Jaja, el pobre se había pensado que la esfera también estaba la venta.





Ya me gustaría que todo esto hubiera pasado de verdad esta mañana en la tienda, pero de todo lo que he contado sólo hay una cosa que es cierta: en la tienda hay una esfera armilar. Pensando en este dato, releo el texto y acabo decidiendo que mucho más surrealista que esta conversación ficticia con el señor cliente es que nadie, NADIE, haya entrado en la tienda y haya exclamado: ¿Qué hace eso ahí?, refiriéndose al rincón de la astronomía.

A la gente ya nada le sorprende. Y a mí, lo que me pasa es que llevo toda la mañana melancólica perdida (nota mental: no volver a leer el Plagueta de Bord a la hora del desayuno) y cuando yo estoy melancólica lo único que me salva el día es regodearme en la absurdidad tan radical esta que nos rodea.

dissabte, 14 d’agost del 2010

Dietario de la tienda
Día 6. Sábado

Después de la especie de perorata antiencasillamiento por cuestión de género que solté ayer, no sé si lo que he hecho esta mañana va a parecer una contradicción en la línea argumental (si la tuviera) de este dietario: me he echado al bolso un libro de Josep Pla.

La separación intersexual que solía cascarse Pla cuando describía sus personajes es brutal, tanto que creo que es imposible que quien haya leído a Pla con gusto en la adolescencia -con el nivel de entendimiento de las cosas que suelen tener los adolescentes (o todo es una verdad digna de adoración y seguimiento ciego o todo es una mierda)-, no se haya quedado gilipollas en este sentido.

Yo no llevo ni un año leyéndolo: Pla en Pamplona no se lee y cuando llegué a Barcelona fui a caer entre personas que lo había leído de bien jóvenes, sí, pero sin gusto, por lo que nunca llegaron a recomendármelo e incluso me llegaron a quitar de la cabeza la idea de leerlo a la mínima inquisición que se me ocurrió hacer sobre su obra. Mi idea sobre Pla cambió nada más empezar uno de sus libros (“Viaje en autobús”, en concreto) hasta el punto en que si ahora me dijeran que todo 2009 desaparecería de mi memoria excepto una cosa y sólo una que yo eligiera, elegiría Pla. Y punto.

Así que esta mañana, al pensar que era sábado, día de gran tráfico en la tienda, se me ha ocurrido que mejor llevaba conmigo una buena guía de tipos, usos y costumbres humanas con la esperanza de ir leyendo y combinando los personajes leídos con los que fueran pasando por allá. He elegido de Pla el dietario de los dietarios, el manual de uso y disfrute de Catalunya con conocimiento de causa, "El quadern gris", claro.

**Instrucciones:**
1 – Transcribe del fragmento del dietario el tramo que empieza con las palabras que contienen "A la gente ya" y termina con "de Josep Pla.".
2 – Resume en dos oraciones el fragmento del dietario.

**Datos proporcionados:**
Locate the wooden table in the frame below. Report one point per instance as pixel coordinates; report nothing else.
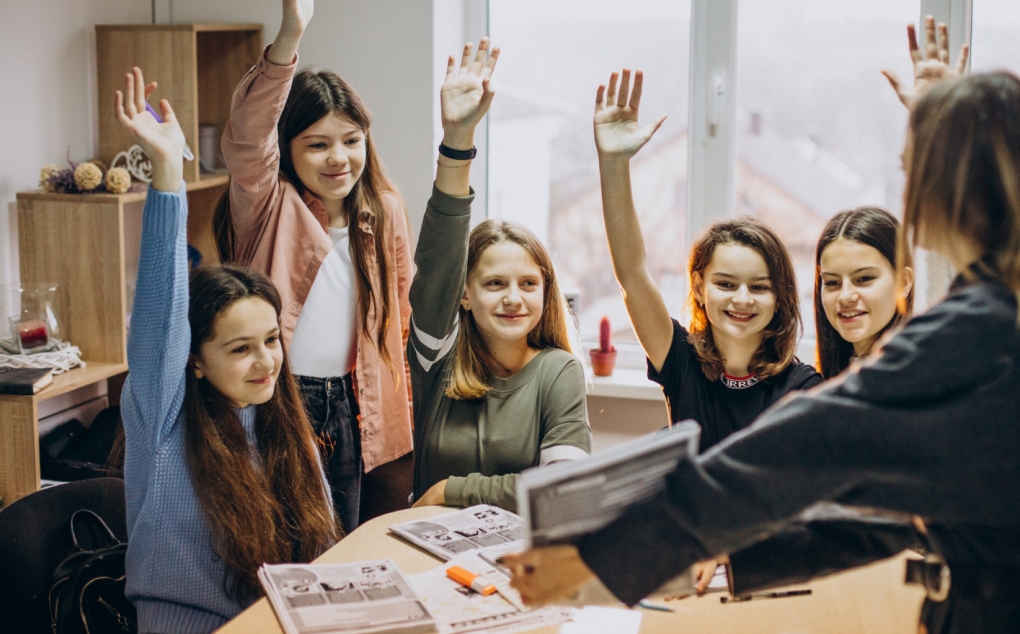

**Soluciones:**
1 –
A la gente ya nada le sorprende. Y a mí, lo que me pasa es que llevo toda la mañana melancólica perdida (nota mental: no volver a leer el Plagueta de Bord a la hora del desayuno) y cuando yo estoy melancólica lo único que me salva el día es regodearme en la absurdidad tan radical esta que nos rodea.

dissabte, 14 d’agost del 2010

Dietario de la tienda
Día 6. Sábado

Después de la especie de perorata antiencasillamiento por cuestión de género que solté ayer, no sé si lo que he hecho esta mañana va a parecer una contradicción en la línea argumental (si la tuviera) de este dietario: me he echado al bolso un libro de Josep Pla.

2 – Quien escribe aclara que de la conversación con el cliente solo es cierto que en la tienda hay una esfera armilar, y confiesa llevar toda la mañana con melancolía. En el día 6 del dietario, un sábado de gran tráfico en la tienda, se ha echado al bolso "El quadern gris" de Josep Pla, autor que lee desde hace menos de un año, para ir combinando sus personajes con los que pasen por allí.